WHAT YOU SHOULD DO
Copy out every line in the records below that contains the word "green". Case counts, so match its capital and small letters exactly.
==================================================
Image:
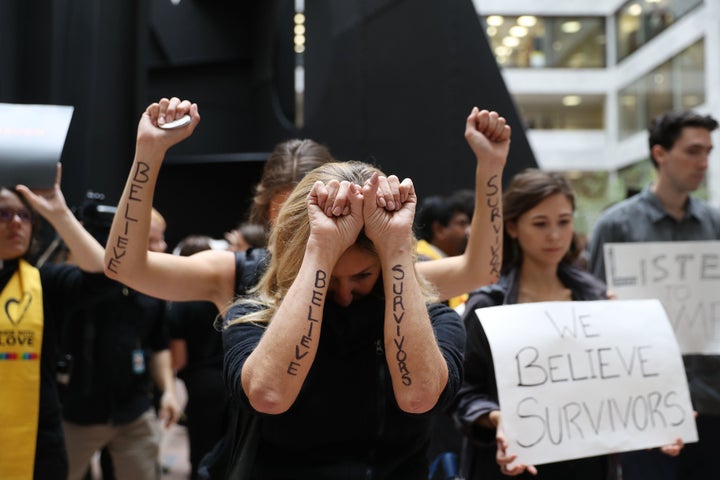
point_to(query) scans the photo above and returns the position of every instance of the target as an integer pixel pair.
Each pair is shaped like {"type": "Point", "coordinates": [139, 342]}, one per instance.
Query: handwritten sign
{"type": "Point", "coordinates": [684, 276]}
{"type": "Point", "coordinates": [579, 379]}
{"type": "Point", "coordinates": [32, 138]}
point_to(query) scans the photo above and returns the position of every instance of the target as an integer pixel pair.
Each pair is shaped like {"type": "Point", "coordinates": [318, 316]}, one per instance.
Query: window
{"type": "Point", "coordinates": [562, 112]}
{"type": "Point", "coordinates": [677, 83]}
{"type": "Point", "coordinates": [547, 42]}
{"type": "Point", "coordinates": [639, 21]}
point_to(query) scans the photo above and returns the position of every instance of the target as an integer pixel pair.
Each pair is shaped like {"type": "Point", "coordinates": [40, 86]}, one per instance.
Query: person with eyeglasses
{"type": "Point", "coordinates": [33, 304]}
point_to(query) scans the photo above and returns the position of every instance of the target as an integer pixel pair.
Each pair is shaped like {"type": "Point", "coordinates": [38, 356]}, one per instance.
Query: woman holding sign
{"type": "Point", "coordinates": [539, 251]}
{"type": "Point", "coordinates": [34, 303]}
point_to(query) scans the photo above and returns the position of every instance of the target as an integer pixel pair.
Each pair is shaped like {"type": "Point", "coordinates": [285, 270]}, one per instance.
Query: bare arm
{"type": "Point", "coordinates": [87, 252]}
{"type": "Point", "coordinates": [275, 371]}
{"type": "Point", "coordinates": [489, 137]}
{"type": "Point", "coordinates": [208, 275]}
{"type": "Point", "coordinates": [162, 373]}
{"type": "Point", "coordinates": [417, 368]}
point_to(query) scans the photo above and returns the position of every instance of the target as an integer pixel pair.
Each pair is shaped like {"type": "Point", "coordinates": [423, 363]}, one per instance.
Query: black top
{"type": "Point", "coordinates": [345, 422]}
{"type": "Point", "coordinates": [63, 288]}
{"type": "Point", "coordinates": [193, 323]}
{"type": "Point", "coordinates": [112, 339]}
{"type": "Point", "coordinates": [478, 395]}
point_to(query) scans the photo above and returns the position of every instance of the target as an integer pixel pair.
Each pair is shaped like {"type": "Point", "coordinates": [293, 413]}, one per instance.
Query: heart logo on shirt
{"type": "Point", "coordinates": [15, 309]}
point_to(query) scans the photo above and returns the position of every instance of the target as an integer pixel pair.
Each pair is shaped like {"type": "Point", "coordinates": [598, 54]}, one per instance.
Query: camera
{"type": "Point", "coordinates": [63, 369]}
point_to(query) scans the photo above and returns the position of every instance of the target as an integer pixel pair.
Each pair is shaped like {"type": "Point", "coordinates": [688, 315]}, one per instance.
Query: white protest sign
{"type": "Point", "coordinates": [684, 276]}
{"type": "Point", "coordinates": [578, 379]}
{"type": "Point", "coordinates": [32, 138]}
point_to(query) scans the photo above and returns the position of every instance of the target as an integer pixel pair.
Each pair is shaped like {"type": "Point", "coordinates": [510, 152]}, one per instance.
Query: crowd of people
{"type": "Point", "coordinates": [335, 334]}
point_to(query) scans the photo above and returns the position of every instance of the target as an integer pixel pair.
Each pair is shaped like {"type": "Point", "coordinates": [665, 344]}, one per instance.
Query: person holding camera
{"type": "Point", "coordinates": [35, 302]}
{"type": "Point", "coordinates": [120, 345]}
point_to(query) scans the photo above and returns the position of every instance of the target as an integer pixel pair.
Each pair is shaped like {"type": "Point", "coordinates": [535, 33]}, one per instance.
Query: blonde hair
{"type": "Point", "coordinates": [289, 237]}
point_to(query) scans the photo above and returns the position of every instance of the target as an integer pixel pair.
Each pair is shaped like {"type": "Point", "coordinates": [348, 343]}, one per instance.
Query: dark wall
{"type": "Point", "coordinates": [386, 81]}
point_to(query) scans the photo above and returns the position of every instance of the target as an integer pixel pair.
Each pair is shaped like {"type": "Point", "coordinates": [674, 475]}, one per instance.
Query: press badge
{"type": "Point", "coordinates": [138, 361]}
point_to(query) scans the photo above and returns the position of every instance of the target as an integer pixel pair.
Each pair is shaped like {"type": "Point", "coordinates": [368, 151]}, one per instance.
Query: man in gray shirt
{"type": "Point", "coordinates": [680, 144]}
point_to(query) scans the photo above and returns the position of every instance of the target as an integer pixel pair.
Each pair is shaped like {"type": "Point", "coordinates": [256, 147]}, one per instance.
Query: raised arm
{"type": "Point", "coordinates": [489, 138]}
{"type": "Point", "coordinates": [208, 275]}
{"type": "Point", "coordinates": [275, 371]}
{"type": "Point", "coordinates": [87, 252]}
{"type": "Point", "coordinates": [417, 367]}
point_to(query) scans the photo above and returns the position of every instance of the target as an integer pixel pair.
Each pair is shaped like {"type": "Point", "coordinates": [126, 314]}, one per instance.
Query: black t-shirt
{"type": "Point", "coordinates": [63, 288]}
{"type": "Point", "coordinates": [112, 338]}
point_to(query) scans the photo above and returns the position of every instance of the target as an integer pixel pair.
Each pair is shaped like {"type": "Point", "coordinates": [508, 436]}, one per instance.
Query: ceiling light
{"type": "Point", "coordinates": [571, 27]}
{"type": "Point", "coordinates": [572, 100]}
{"type": "Point", "coordinates": [527, 21]}
{"type": "Point", "coordinates": [495, 20]}
{"type": "Point", "coordinates": [518, 31]}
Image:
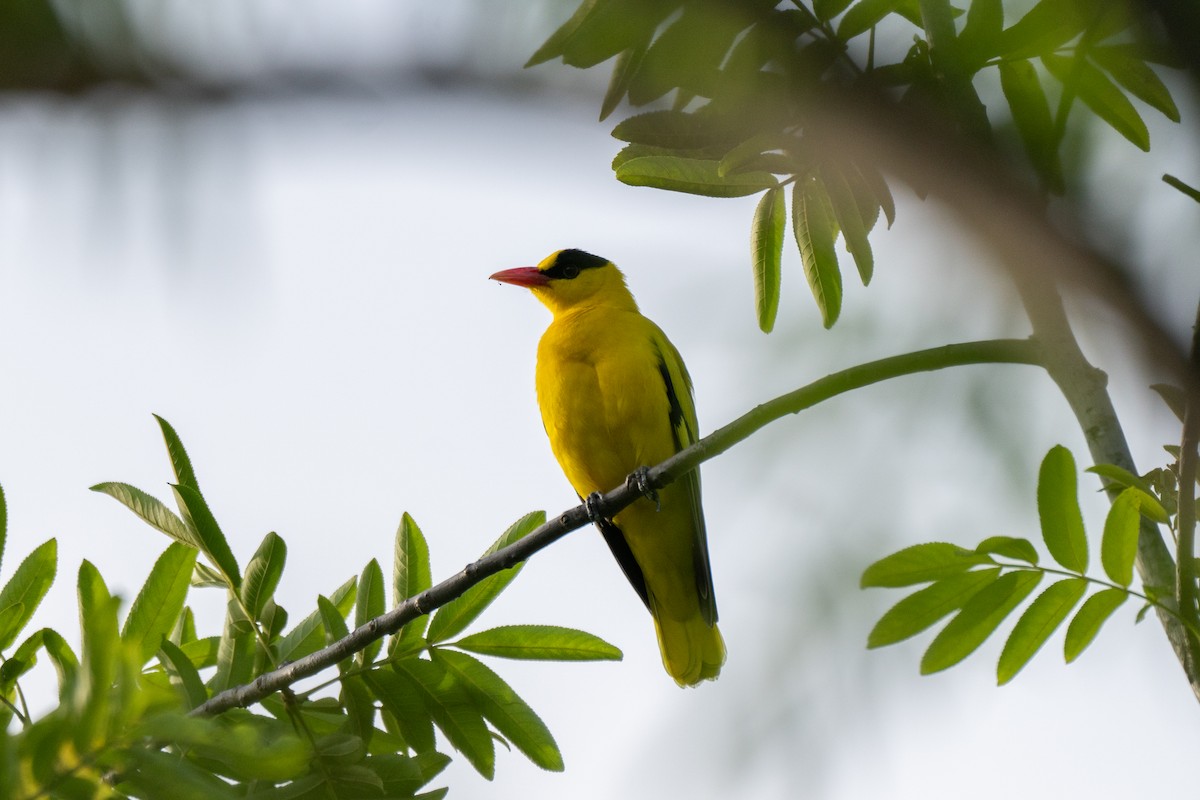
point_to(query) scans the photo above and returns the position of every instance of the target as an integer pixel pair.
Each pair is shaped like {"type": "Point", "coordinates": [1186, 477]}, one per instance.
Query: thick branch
{"type": "Point", "coordinates": [951, 355]}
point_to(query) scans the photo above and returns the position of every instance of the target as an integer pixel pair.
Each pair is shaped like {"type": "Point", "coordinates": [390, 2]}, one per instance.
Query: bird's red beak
{"type": "Point", "coordinates": [521, 276]}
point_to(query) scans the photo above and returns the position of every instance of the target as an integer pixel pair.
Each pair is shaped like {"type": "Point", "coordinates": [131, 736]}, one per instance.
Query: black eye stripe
{"type": "Point", "coordinates": [571, 262]}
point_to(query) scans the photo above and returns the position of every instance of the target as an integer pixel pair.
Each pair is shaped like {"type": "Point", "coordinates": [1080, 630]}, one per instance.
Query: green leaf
{"type": "Point", "coordinates": [539, 643]}
{"type": "Point", "coordinates": [412, 573]}
{"type": "Point", "coordinates": [459, 613]}
{"type": "Point", "coordinates": [553, 46]}
{"type": "Point", "coordinates": [179, 461]}
{"type": "Point", "coordinates": [1189, 191]}
{"type": "Point", "coordinates": [453, 711]}
{"type": "Point", "coordinates": [1175, 397]}
{"type": "Point", "coordinates": [160, 776]}
{"type": "Point", "coordinates": [767, 247]}
{"type": "Point", "coordinates": [1138, 78]}
{"type": "Point", "coordinates": [691, 176]}
{"type": "Point", "coordinates": [183, 668]}
{"type": "Point", "coordinates": [402, 702]}
{"type": "Point", "coordinates": [827, 10]}
{"type": "Point", "coordinates": [309, 636]}
{"type": "Point", "coordinates": [24, 590]}
{"type": "Point", "coordinates": [4, 524]}
{"type": "Point", "coordinates": [610, 28]}
{"type": "Point", "coordinates": [151, 511]}
{"type": "Point", "coordinates": [1101, 95]}
{"type": "Point", "coordinates": [675, 131]}
{"type": "Point", "coordinates": [101, 647]}
{"type": "Point", "coordinates": [979, 617]}
{"type": "Point", "coordinates": [235, 653]}
{"type": "Point", "coordinates": [331, 619]}
{"type": "Point", "coordinates": [622, 73]}
{"type": "Point", "coordinates": [66, 663]}
{"type": "Point", "coordinates": [814, 229]}
{"type": "Point", "coordinates": [1091, 617]}
{"type": "Point", "coordinates": [1047, 26]}
{"type": "Point", "coordinates": [879, 188]}
{"type": "Point", "coordinates": [369, 605]}
{"type": "Point", "coordinates": [979, 40]}
{"type": "Point", "coordinates": [1031, 115]}
{"type": "Point", "coordinates": [1149, 504]}
{"type": "Point", "coordinates": [503, 708]}
{"type": "Point", "coordinates": [213, 542]}
{"type": "Point", "coordinates": [1119, 546]}
{"type": "Point", "coordinates": [11, 621]}
{"type": "Point", "coordinates": [203, 653]}
{"type": "Point", "coordinates": [263, 573]}
{"type": "Point", "coordinates": [850, 218]}
{"type": "Point", "coordinates": [922, 564]}
{"type": "Point", "coordinates": [925, 607]}
{"type": "Point", "coordinates": [160, 602]}
{"type": "Point", "coordinates": [864, 16]}
{"type": "Point", "coordinates": [1039, 620]}
{"type": "Point", "coordinates": [1009, 547]}
{"type": "Point", "coordinates": [1062, 523]}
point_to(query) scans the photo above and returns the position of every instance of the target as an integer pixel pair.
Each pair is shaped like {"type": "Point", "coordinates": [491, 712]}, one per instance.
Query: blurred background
{"type": "Point", "coordinates": [273, 223]}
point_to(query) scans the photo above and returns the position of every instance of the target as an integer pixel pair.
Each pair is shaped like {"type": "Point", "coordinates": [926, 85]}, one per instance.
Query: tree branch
{"type": "Point", "coordinates": [951, 355]}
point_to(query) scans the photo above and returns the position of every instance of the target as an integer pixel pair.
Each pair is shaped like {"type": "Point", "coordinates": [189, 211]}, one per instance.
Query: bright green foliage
{"type": "Point", "coordinates": [1119, 547]}
{"type": "Point", "coordinates": [743, 82]}
{"type": "Point", "coordinates": [1062, 523]}
{"type": "Point", "coordinates": [1090, 618]}
{"type": "Point", "coordinates": [768, 251]}
{"type": "Point", "coordinates": [977, 620]}
{"type": "Point", "coordinates": [1036, 625]}
{"type": "Point", "coordinates": [985, 585]}
{"type": "Point", "coordinates": [125, 699]}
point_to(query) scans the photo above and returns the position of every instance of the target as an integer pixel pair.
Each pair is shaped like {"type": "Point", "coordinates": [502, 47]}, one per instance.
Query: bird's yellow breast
{"type": "Point", "coordinates": [601, 395]}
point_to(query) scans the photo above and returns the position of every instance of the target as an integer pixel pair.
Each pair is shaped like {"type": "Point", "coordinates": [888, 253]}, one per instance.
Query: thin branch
{"type": "Point", "coordinates": [951, 355]}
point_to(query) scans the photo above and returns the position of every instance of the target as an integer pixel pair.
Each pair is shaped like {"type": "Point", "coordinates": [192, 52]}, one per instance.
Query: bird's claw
{"type": "Point", "coordinates": [592, 505]}
{"type": "Point", "coordinates": [640, 480]}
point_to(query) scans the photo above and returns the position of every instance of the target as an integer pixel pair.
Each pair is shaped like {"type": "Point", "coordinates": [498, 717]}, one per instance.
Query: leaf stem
{"type": "Point", "coordinates": [949, 355]}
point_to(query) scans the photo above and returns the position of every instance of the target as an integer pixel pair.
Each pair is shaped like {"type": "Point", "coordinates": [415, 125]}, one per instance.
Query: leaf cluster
{"type": "Point", "coordinates": [979, 588]}
{"type": "Point", "coordinates": [743, 79]}
{"type": "Point", "coordinates": [124, 725]}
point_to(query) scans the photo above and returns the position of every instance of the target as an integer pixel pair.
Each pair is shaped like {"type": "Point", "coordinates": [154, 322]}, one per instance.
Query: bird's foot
{"type": "Point", "coordinates": [640, 480]}
{"type": "Point", "coordinates": [592, 505]}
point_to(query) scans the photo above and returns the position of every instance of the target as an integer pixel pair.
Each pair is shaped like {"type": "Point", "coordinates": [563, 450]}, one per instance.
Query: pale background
{"type": "Point", "coordinates": [293, 272]}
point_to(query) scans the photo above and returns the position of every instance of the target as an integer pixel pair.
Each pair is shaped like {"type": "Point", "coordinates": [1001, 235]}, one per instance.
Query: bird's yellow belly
{"type": "Point", "coordinates": [604, 417]}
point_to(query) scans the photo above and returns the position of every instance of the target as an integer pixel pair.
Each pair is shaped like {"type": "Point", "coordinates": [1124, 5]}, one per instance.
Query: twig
{"type": "Point", "coordinates": [951, 355]}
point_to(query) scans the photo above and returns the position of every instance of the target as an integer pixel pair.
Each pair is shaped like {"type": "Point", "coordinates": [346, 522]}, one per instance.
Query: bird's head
{"type": "Point", "coordinates": [570, 278]}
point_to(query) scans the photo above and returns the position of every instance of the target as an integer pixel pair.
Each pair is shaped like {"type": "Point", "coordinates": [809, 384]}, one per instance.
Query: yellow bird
{"type": "Point", "coordinates": [615, 396]}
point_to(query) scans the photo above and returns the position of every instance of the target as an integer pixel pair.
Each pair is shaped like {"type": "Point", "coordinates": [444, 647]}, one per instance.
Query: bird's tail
{"type": "Point", "coordinates": [693, 650]}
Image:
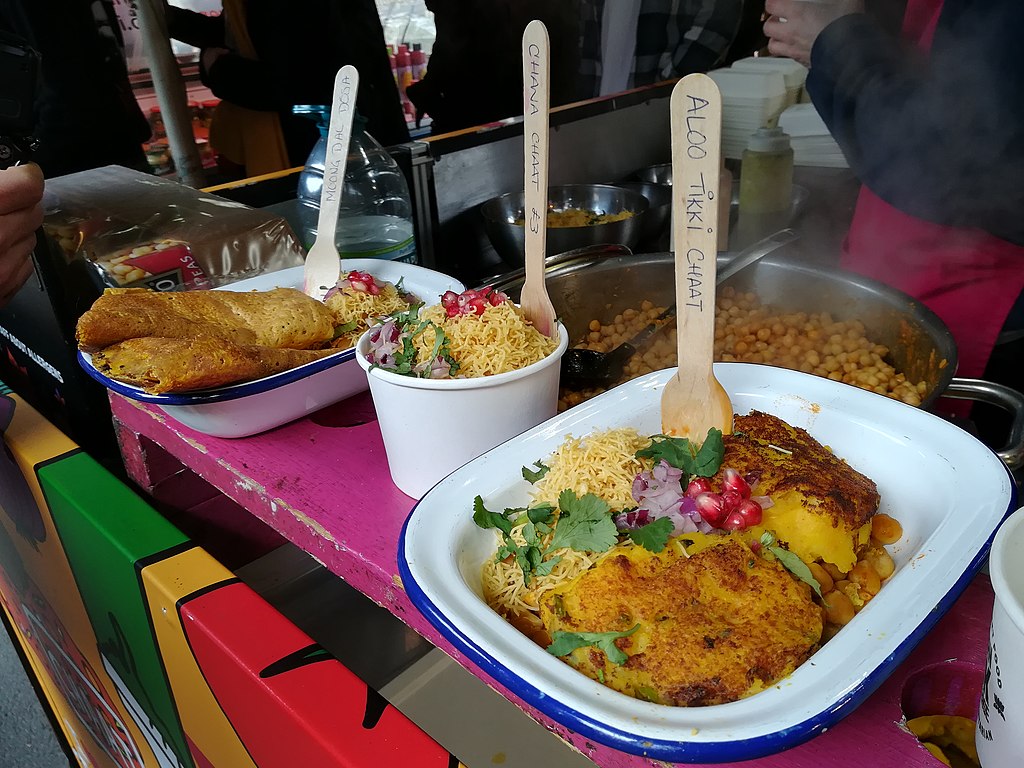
==================================================
FINISHED TASK
Query: green leaf
Query: bright green foliage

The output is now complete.